====== TEXTO DE LECTURA ======

La Tierra. Deidad de los pueblos precolombinos u originarios, como se les denomina ahora. Son los que aún conservan buena parte de los rituales de adoración y agradecimiento con que festejaban su relación con la naturaleza, de la cual se sentían parte, e interactuaban con ella, a través de una simbiosis de mutuo beneficio, cuyos modos aún siguen reproduciendo muchas de las etnias que perduran –casi olvidadas– hasta nuestros días.
¿Cuándo fue que se produjo la bifurcación de esa simbiosis, y los humanos empezaron a construir su sueño fantástico de dominación y preminencia sobre la naturaleza? Parece un dato perdido en el tiempo, difícil de precisar. “¿Cuándo fue el día en que malograste tu existencia Zabalita?”, como escribió Vargas Llosa, el de antes, en Conversación en la Catedral.
El antropocentrismo edificó una preponderancia, casi prepotente, del hombre sobre la naturaleza, que lo llevó a considerarla un recurso del cual debía servirse para satisfacción de una ambición sin fin, en cuyo cometido no están ausentes justificaciones que redundan hasta en lo divino.
Justificaciones como aquellas que plantean que todos los esfuerzos están dirigidos a hacer más eficiente el sistema productivo para acabar con el hambre en el mundo. Que se realizan esfuerzos denodados en aras de una producción ambientalmente sustentable. Todos estos argumentos han terminado siendo discursos vacíos, de una mendacidad hiriente.

======

ORDEN DE TRABAJO: Reescribe como lista el párrafo del texto sobre la Tierra que empieza con «Justificaciones como aquellas», conservando sus datos principales.

====== REGISTROS EXTRAÍDOS ======

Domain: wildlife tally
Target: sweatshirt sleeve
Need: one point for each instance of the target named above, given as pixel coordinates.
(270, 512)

======
====== REGISTROS EXTRAÍDOS ======

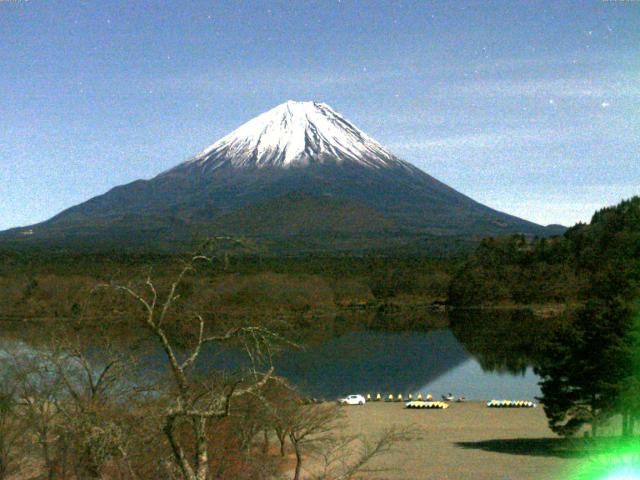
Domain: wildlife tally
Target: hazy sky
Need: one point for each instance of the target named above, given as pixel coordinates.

======
====== REGISTROS EXTRAÍDOS ======

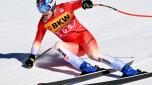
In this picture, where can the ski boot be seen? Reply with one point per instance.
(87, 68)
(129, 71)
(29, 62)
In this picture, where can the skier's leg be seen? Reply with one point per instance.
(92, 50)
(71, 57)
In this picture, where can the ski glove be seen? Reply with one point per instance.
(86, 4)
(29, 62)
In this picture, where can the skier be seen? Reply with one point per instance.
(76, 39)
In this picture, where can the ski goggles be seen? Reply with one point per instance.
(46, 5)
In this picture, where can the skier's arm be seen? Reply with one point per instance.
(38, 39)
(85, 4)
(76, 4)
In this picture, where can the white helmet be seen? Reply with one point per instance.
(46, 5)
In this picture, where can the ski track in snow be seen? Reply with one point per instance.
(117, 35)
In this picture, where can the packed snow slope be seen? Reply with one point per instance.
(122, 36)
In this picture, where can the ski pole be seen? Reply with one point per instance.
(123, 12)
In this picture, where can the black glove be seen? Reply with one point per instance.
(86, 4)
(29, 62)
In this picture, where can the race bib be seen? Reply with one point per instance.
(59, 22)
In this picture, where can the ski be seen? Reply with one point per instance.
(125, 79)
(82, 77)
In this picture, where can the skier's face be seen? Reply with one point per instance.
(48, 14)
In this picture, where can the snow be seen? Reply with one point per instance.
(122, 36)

======

RESPUESTA DEL EJERCICIO:
- Una justificación plantea que todos los esfuerzos buscan hacer más eficiente el sistema productivo para acabar con el hambre en el mundo.
- Otra sostiene que se realizan esfuerzos denodados por una producción ambientalmente sustentable.
- Todos estos argumentos han terminado siendo discursos vacíos, de una mendacidad hiriente.